## Begin Extracted records
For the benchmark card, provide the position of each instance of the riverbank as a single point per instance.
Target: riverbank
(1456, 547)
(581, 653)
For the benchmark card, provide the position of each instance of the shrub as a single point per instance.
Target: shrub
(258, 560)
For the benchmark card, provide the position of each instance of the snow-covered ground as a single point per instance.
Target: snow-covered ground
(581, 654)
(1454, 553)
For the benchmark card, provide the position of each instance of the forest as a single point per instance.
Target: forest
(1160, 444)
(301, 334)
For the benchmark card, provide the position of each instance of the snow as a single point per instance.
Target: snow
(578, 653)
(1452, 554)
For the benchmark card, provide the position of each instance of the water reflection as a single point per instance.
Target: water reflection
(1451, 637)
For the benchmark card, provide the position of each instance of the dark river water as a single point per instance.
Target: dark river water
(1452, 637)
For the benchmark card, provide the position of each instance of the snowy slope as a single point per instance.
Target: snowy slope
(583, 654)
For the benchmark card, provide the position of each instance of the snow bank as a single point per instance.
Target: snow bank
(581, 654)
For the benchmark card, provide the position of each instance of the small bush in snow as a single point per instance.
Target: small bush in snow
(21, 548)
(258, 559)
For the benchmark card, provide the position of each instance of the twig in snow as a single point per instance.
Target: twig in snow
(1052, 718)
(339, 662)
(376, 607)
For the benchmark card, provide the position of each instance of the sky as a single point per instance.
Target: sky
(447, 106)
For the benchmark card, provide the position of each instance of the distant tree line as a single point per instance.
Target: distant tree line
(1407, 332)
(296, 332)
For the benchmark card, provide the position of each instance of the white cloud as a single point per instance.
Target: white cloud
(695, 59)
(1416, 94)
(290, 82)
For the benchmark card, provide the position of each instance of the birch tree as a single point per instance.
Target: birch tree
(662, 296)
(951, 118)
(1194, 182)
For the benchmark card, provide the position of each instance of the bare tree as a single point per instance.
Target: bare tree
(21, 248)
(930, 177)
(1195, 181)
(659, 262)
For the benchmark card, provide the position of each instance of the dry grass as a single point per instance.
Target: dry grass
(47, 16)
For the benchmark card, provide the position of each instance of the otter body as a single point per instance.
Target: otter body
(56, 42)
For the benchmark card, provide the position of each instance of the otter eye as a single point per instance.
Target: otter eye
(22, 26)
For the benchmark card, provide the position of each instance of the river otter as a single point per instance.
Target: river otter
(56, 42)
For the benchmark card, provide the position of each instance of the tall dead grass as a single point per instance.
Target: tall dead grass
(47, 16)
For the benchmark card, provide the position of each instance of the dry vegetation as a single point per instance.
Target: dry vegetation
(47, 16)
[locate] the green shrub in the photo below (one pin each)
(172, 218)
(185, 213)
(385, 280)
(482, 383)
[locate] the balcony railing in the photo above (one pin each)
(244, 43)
## End Extracted records
Work to complete:
Set down every record above exactly as given.

Task result:
For the benchmark card, provide the position of each instance of the riverbank as a single point per instance.
Target: riverbank
(1456, 547)
(581, 653)
For the benchmark card, provide the position of each instance of the shrub as a single point per instance.
Target: shrub
(258, 560)
For the benchmark card, provide the position of each instance of the snow-covered ground as a single point per instance.
Target: snow-covered ground
(581, 654)
(1454, 553)
For the benchmark card, provide the position of each instance of the forest as a single point per instance.
Target: forest
(1160, 444)
(301, 334)
For the benchmark card, provide the position of each instance of the snow as a single point per instance.
Target: snow
(578, 653)
(1452, 554)
For the benchmark card, provide the position of each instance of the water reflection as a single point per instance.
Target: water reflection
(1451, 637)
For the benchmark card, provide the position of each instance of the dark river water as a single point per instance.
Target: dark river water
(1452, 637)
For the benchmark card, provide the position of each instance of the snowy slope as a single point per instance.
Target: snowy slope
(583, 654)
For the benchmark card, provide the position of each instance of the snow bank as a single point per instance.
Target: snow bank
(581, 654)
For the benchmark card, provide the position of each instance of the small bush in snow as a single point per instance.
Target: small bush in snow
(21, 548)
(258, 559)
For the benchmark card, provide the position of each instance of the twig in snow as a single point per instance.
Target: twig in snow
(1052, 718)
(339, 662)
(376, 607)
For the benchmark card, provide the position of each instance of the sky as a single point per instance.
Target: sky
(447, 106)
For the benchmark card, provide the position of each instance of the distant tree line as a single point per instance.
Target: distant tree line
(1407, 332)
(296, 332)
For the benchmark card, provide the position of each instance of the white cloud as a single point per instance.
Target: white cloud
(695, 59)
(1416, 94)
(290, 82)
For the benchmark card, provide the position of each instance of the birch tree as a single point per instance.
Target: birch tree
(662, 296)
(951, 118)
(1194, 182)
For the benchmark card, provide the position of each instance of the bare tree as a single point per instance.
Target: bare tree
(21, 248)
(930, 177)
(1195, 181)
(659, 262)
For the benchmark card, provide the position of each instance of the dry grass as a single point per instance.
Target: dry grass
(47, 16)
For the benchmark card, provide the position of each instance of the otter body as a single point per instance.
Target: otter body
(56, 42)
For the benchmark card, provide the position of each instance of the otter eye as a single point per instance.
Target: otter eye
(22, 26)
For the benchmark card, provide the position of each instance of the river otter as a single point per instance.
Target: river otter
(56, 42)
For the benchmark card, provide the position of each instance of the tall dead grass as a single point per instance.
Target: tall dead grass
(47, 16)
For the benchmark card, provide the position of each instance of the dry vegetation as a single point per instance.
Target: dry vegetation
(47, 16)
[locate] the green shrub in the photo below (one pin each)
(172, 218)
(185, 213)
(385, 280)
(482, 383)
[locate] the balcony railing in the photo above (one pin each)
(244, 43)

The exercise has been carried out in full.